## START

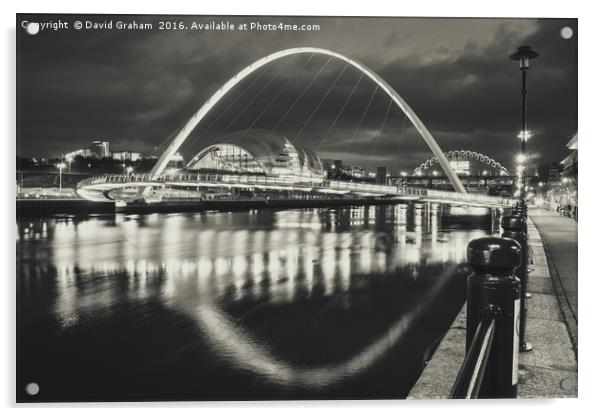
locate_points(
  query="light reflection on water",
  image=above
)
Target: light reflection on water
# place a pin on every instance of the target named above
(203, 265)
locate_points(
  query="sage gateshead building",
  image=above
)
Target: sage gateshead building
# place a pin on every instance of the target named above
(259, 152)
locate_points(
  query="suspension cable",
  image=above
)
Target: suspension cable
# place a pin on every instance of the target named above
(237, 99)
(301, 95)
(320, 103)
(273, 100)
(340, 111)
(252, 101)
(357, 127)
(382, 126)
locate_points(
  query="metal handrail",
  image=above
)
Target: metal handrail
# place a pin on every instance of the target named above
(468, 381)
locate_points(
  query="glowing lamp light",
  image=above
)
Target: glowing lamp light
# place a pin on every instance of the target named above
(521, 158)
(525, 135)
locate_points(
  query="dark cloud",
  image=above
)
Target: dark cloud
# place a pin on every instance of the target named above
(135, 89)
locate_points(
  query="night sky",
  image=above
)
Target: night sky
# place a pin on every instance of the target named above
(137, 88)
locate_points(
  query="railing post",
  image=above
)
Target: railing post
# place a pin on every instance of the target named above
(515, 227)
(493, 284)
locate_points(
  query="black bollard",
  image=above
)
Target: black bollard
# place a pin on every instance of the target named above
(514, 227)
(494, 286)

## END

TO DO - Please give the listing above again with "place a pin" swapped for "put a marker" wherever it occurs, keeping everything else unchanged and leaving out the pictures.

SOLUTION BELOW -
locate_points(
  query="light reflection on water",
  image=above
)
Target: light reflection on water
# put a marker on every instance of the target named above
(203, 265)
locate_points(
  query="sage gateshead building",
  image=above
)
Target: sage gateshead building
# put a marker on every instance of the target named above
(259, 152)
locate_points(
  query="suspension cable",
  image=above
)
Target: suspension cable
# put a marker on every instance of the target named above
(237, 99)
(301, 95)
(320, 103)
(273, 100)
(340, 111)
(252, 101)
(357, 127)
(382, 126)
locate_points(
  query="metal handrail",
  image=above
)
Target: metal handrail
# put a marker on every instance of the target named above
(468, 381)
locate_points(
  query="glowing lamp light",
  image=above
)
Target: glowing lamp light
# put a marker on every instance of the target named above
(521, 158)
(525, 135)
locate_points(
  query="dark cloud",
  image=above
)
Target: dark cloud
# put a marker on every instance of the target named above
(135, 89)
locate_points(
  query="night sky",
  image=above
)
Target: night sky
# put a marker on every instance of the target named above
(137, 88)
locate_points(
  query="railing post",
  image=above
)
Target: railing post
# put a marker on every instance of the target named above
(515, 227)
(493, 284)
locate_points(
  query="black bollard",
  image=above
)
Target: black bollard
# put a marker on every instance of the target named above
(514, 227)
(494, 286)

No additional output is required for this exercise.